Percentage of selected studies per year

Figure  6 shows the percentage of selected studies from each database. It is shown that 7% of studies are related to ACM Digital Library, 65% are related to IEEE Xplore, 5% belong to Science Direct, and 23% belong to Springer Link.

Percentage of selected studies per database

Figure  7 presents the percentage of studies in each type. As can be seen, 61% of the studies were presented at a conference, and 39% were published in journals.

Percentage of selected studies per type database

Regular surveys

In this section, we aim to provide an extensive review of regular surveys conducted in the field. Our goal is to comprehensively analyze and summarize the existing surveys to offer a comprehensive understanding of the subject matter.

Ghazali et al. [ 23 ] presented a novel classification system for job schedulers, categorizing them into three distinct groups: job schedulers for mitigating stragglers, job schedulers for enhancing data locality, and job schedulers for optimizing resource utilization. For each job scheduler within these groups, they provided a detailed explanation of their performance-enhancing approach and conducted evaluations to identify their strengths and weaknesses. Additionally, the impact of each scheduler was assessed, and recommendations were offered for selecting the best option in each category. Finally, the authors provided valuable guidelines for choosing the most suitable job scheduler based on specific environmental factors. However, the survey is not systematic and the process of selecting articles is not clear. Moreover, there is no information about the environment and the platform for implementation or simulation of the surveyed articles.

Abdallat et al. [ 24 ] focused on the topic of job scheduling algorithms in Big Data Hadoop environment. The authors emphasize the importance of efficient job scheduling in processing large amounts of data in real-time, considering the limitations of traditional ecosystems. The paper provides background information on the Hadoop MapReduce framework and conducts a comparative analysis of different job scheduling algorithms based on various criteria such as cluster environment, job allocation strategy, optimization strategy, and quality metrics. The authors present use cases to illustrate the characteristics of selected algorithms and offer a comparative display of their details. The paper discusses popular scheduling considerations, including locality, synchronization, and fairness, and evaluates Hadoop schedulers based on metrics such as locality, response time, and fairness. However, the survey is not systematic and the process of selecting articles is not clear. Also, there is no comparison between these studies’ advantages and disadvantages, and there is no information about the environment and the platform for implementation or simulation of the surveyed articles.

■ Direction 1: In the job scheduler survey excerpt, what percentage of the selected studies were published in journals?
■ Direction 2: Take the job scheduler survey excerpt further, continuing from its final sentence.
The data after this point is separate material and has no connection to the job scheduler survey excerpt.

[Location labeling data]
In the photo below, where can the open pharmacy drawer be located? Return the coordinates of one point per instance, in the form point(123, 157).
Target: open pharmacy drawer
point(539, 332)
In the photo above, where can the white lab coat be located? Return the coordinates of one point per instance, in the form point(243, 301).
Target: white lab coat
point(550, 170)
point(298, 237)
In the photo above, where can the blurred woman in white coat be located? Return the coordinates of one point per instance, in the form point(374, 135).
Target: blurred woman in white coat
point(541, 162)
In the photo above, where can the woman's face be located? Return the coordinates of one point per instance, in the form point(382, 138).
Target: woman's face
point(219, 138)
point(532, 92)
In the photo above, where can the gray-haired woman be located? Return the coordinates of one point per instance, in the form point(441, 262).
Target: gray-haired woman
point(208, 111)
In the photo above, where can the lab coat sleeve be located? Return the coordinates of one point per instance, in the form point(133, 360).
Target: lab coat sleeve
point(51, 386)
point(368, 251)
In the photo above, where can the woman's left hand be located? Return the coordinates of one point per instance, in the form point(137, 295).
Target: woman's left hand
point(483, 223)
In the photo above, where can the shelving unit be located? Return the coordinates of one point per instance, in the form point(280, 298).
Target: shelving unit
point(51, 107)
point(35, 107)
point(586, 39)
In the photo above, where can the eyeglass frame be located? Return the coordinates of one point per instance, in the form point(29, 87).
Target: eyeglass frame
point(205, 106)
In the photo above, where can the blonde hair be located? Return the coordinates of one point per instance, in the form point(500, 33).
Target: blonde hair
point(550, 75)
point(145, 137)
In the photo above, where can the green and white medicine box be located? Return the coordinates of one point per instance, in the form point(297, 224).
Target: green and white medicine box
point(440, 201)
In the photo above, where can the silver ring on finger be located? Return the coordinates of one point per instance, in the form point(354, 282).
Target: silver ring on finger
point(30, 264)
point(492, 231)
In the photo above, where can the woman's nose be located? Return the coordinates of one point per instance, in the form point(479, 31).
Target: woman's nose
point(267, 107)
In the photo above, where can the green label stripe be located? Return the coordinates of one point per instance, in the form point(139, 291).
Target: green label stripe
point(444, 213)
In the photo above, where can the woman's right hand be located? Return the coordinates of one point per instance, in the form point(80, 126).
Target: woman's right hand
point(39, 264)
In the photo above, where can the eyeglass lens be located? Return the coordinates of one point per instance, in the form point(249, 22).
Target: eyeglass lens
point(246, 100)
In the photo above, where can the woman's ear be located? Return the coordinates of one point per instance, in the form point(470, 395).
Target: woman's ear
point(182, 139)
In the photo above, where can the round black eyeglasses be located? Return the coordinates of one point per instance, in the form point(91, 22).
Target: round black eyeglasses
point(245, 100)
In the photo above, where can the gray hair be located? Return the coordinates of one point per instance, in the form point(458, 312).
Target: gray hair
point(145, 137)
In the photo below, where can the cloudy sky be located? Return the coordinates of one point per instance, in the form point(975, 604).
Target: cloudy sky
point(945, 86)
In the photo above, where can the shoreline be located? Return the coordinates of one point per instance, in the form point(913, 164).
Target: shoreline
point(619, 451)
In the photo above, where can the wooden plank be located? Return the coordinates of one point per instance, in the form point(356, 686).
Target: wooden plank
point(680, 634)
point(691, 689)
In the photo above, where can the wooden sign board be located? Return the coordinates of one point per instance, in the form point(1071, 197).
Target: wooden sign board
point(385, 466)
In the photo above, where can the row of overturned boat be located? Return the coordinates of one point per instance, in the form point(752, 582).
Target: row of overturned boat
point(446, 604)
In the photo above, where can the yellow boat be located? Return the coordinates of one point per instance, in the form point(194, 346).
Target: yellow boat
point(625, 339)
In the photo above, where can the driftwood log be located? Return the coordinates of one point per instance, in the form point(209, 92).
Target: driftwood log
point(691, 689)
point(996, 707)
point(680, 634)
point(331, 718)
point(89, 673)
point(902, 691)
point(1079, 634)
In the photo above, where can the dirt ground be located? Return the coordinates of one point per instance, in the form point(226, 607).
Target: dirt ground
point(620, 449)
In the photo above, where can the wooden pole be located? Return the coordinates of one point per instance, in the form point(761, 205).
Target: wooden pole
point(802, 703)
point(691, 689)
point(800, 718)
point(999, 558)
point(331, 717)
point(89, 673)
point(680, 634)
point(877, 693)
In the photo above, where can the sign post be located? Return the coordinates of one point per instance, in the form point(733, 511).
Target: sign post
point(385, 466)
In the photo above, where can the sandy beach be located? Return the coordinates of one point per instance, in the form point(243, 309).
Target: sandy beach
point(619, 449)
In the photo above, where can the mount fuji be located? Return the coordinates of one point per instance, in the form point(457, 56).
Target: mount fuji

■ Final result 1: 39%

■ Final result 2:
Hashem et al. [ 25 ] conducted a comprehensive comparison of resource scheduling mechanisms in three widely-used frameworks: Hadoop, Mesos, and Corona. The scheduling algorithms within MapReduce were systematically categorized based on strategies, resources, workload, optimization approaches, requirements, and speculative execution. The analysis encompassed two aspects: taxonomy and performance evaluation, where they thoroughly reviewed the advancements made in MapReduce scheduling algorithms. Additionally, the authors highlighted existing limitations and identified potential areas for future research in this domain. However, the survey is not systematic and the process of selecting articles is not clear. Also, there is no information about the environment and the platform for implementation or simulation of the surveyed articles.

Soualhia et al. [ 26 ] analyzed 586 papers to identify the most significant factors impacting scheduler performance. They broadly discussed these factors, including challenges related to resource utilization, and total execution time. Additionally, they categorized existing scheduling approaches into adaptive, constrained, dynamic, and multi-objective groups, summarizing their advantages and disadvantages. Furthermore, they classified scheduling issues into categories like resource management, data management (including data locality, placement, and replication), fairness, workload balancing, and fault-tolerance, and analyzed approaches to address these issues, grouping them into four main categories: dynamic scheduling, constrained scheduling, adaptive scheduling, and others. However, there is no comparison between these studies’ advantages and disadvantages, and there is no information about the environment and the platform for implementation or simulation of the surveyed articles.

Khezr et al. [ 27 ] proposed a comprehensive review of the applications, challenges, and architecture of MapReduce. This review aims to highlight the advantages and disadvantages of various MapReduce implementations in order to discuss the differences between them. They examined the utilization of MapReduce in multi-core systems, cloud computing, and parallel computing environments. This study provides a comprehensive review of MapReduce applications. Additionally, open issues and future work are discussed. However, the survey is not systematic and did not outline a clear process for selecting articles. Moreover, it did not specifically focus on Hadoop.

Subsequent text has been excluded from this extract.